**Text:**
Class 8: Quadrilaterals (Lecture Notes II)

Types of Quadrilaterals

Parallelogram

Definition: Parallelogram is a quadrilateral where both pairs of the opposite sides are parallel to each other.

In the figure shown, $AB\parallel DC \ and AD\parallel BC$

Note that AC is a transversal to $AB \ and\ DC$ . Similarly, AC is also a transversal to $AB \ and\ DC$ .

Properties of a Parallelogram (please refer to the above diagram):

1) Opposite sides are equal and parallel to each other.

$AB\parallel DC \ and \ AB = DC$

$AD\parallel BC \ and \ AD = BC$

2) Opposite angles are equal

$\angle A =\angle C \ and\ \angle D =\angle B$

3) Adjacent angles are supplementary (consecutive interior angles)

$\angle A+\angle D=180^{\circ}$

$\angle C +\angle B = 180^{\circ}$

$\angle C +\angle D = 180^{\circ}$

$\angle A +\angle B = 180^{\circ}$

4) The diagonals (AC and BD) bisect each other

$AO = OC$

$DO = OB$

5) Each diagonal bisect the parallelogram in two congruent triangles

AC bisects the parallelogram ABCD in $\Delta ACD\ and\ \Delta ACB$ such that in $\Delta ACD \cong \Delta ACB$

BD bisects the parallelogram ABCD in $\Delta ABD\ and\ \Delta BCD$ such that in $\Delta ABD \cong \Delta BCD$

Theorem: In a parallelogram,

Opposite sides are equal

Opposite angles are equal

Each diagonal bisects the parallelogram

Proof:

Given: Parallelogram $ABCD$ such that $AB \parallel DC\ and\ AD \parallel BC$

To Prove:

$AB = DC \ and\ AD = BC$

$\angle A =\angle C \ and\ \angle D =\angle B$

$\Delta ABD \cong \Delta BCD$ i.e. area of $\Delta ABD$ is equal to area of $\Delta BCD$

Similarly, $\Delta ACD \cong \Delta ACB$ i.e. area of $\Delta ACD$ is equal to area of $\Delta ACB$

Proof:

$\angle 1 =\angle 2$ (alternate angles because $AB \parallel DC \ and\ DB$ is a transversal)

$\angle 4 =\angle 3$ (alternate angles because $AD \parallel BC \ and\ DB$ is a transversal)

DB is common

Therefore, $\Delta ABD \cong \Delta BCD$ [A.S.A axiom]

i) Since $\Delta ABD \cong \Delta BCD$

$AB = DC \ and\ AD = BC$

ii) Since $\Delta ACD \cong \Delta ACB$

$\angle C = \angle A$

$\angle D = \angle B (since \angle 1 = \angle 2 \ and\ \angle 4 = \angle 3)$

Hence, $\angle A=\angle C \ and\ \angle D=\angle B$

Since $\Delta ABD \cong \Delta BCD$

Area of $\Delta ABD = \ Area \ of \Delta BCD$ (since congruent triangles are equal in area)

**Exercise tasks:**
A – Echo the part of the parallelogram notes starting at "1) Opposite sides" and ending at "(consecutive interior angles)".
B – In the parallelogram notes, which axiom is given as the reason that triangle ABD is congruent to triangle BCD?
C – Pick up the parallelogram notes from where they stop and continue them.
The items that come next are from a different source than the parallelogram notes.

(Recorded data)
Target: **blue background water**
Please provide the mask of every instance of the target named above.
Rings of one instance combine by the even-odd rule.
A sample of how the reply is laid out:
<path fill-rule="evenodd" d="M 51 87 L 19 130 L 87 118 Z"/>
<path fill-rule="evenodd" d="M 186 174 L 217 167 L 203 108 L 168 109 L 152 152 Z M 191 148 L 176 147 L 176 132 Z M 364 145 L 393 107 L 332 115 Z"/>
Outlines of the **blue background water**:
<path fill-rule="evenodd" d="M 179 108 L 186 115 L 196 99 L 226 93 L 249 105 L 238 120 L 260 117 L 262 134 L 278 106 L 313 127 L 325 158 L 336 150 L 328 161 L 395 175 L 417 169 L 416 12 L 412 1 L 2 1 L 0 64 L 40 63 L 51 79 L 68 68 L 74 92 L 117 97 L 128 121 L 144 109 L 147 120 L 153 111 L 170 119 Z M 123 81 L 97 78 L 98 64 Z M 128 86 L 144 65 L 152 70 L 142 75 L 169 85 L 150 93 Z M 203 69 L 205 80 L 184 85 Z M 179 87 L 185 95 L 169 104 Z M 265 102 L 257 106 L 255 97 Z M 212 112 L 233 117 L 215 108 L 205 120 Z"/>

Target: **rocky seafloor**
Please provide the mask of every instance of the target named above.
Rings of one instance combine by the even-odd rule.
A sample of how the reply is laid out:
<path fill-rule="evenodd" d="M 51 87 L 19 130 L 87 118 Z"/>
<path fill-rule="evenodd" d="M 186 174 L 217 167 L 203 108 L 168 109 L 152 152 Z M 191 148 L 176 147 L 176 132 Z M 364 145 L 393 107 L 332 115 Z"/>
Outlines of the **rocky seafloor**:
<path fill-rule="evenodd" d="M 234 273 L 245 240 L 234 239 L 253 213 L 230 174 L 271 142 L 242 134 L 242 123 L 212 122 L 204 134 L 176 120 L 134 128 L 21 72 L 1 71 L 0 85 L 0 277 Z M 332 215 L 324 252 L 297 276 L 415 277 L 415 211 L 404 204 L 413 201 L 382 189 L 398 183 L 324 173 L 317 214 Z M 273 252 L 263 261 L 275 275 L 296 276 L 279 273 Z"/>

**Answers:**
A –
1) Opposite sides are equal and parallel to each other.

$AB\parallel DC \ and \ AB = DC$

$AD\parallel BC \ and \ AD = BC$

2) Opposite angles are equal

$\angle A =\angle C \ and\ \angle D =\angle B$

3) Adjacent angles are supplementary (consecutive interior angles)

B – The A.S.A axiom.

C –
Similarly, if we were to join AC, we could use the same logic to prove $\Delta ACD \cong \Delta ACB$ .

Rhombus

Definition: A parallelogram where all four sides are equal is called a Rhombus.

$AB \parallel DC \ and\ AD \parallel BC$

$AB = DC = AD = BC$

Properties of a Rhombus:

1) Opposite sides are parallel to each other.

$AB \parallel DC$

$AD \parallel BC$

2) All sides are equal

$AB = DC = AD = BC$

3) Diagonals AC and BD bisect each other at right angles

$\angle AOB = \angle AOD = \angle BOC = \angle COD = 90^{\circ}$

4) Diagonal $BD \ bisect\ \angle A$ (i.e. $\angle ADO = \angle ODC$ ). Similarly, diagonal $AC \ bisects\ \angle A \ and \ \angle C.$

Similarly, $diagonal\ AC\ bisects\ \angle A \ and\ \angle C$ .

Theorem: The diagonals of a Rhombus bisect each other at right angles.

Given: Rhombus $ABCD, AC \ and\ BD$ are diagonals.

To Prove: $\angle BOC=\angle COD=90^{\circ}$

Proof:

$\angle ODC =\angle OBA$ (alternate angles)

$\angle OCD =\angle OAB$ (alternate angles)

$AB = DC$ (Side of a Rhombus)

Therefore $\Delta AOB \cong \Delta COD$ (A.S.A Axiom)

Hence $OD = OB \ and\ OA = OC$

Again in $\Delta ODC\ and\ \Delta OBC$

$DC = BC$ (Side of a Rhombus)

$OD = OB$ (Proved above) And

$OC$ is common

Hence $\Delta ODB \cong \Delta OBC$ (S.S.S axiom)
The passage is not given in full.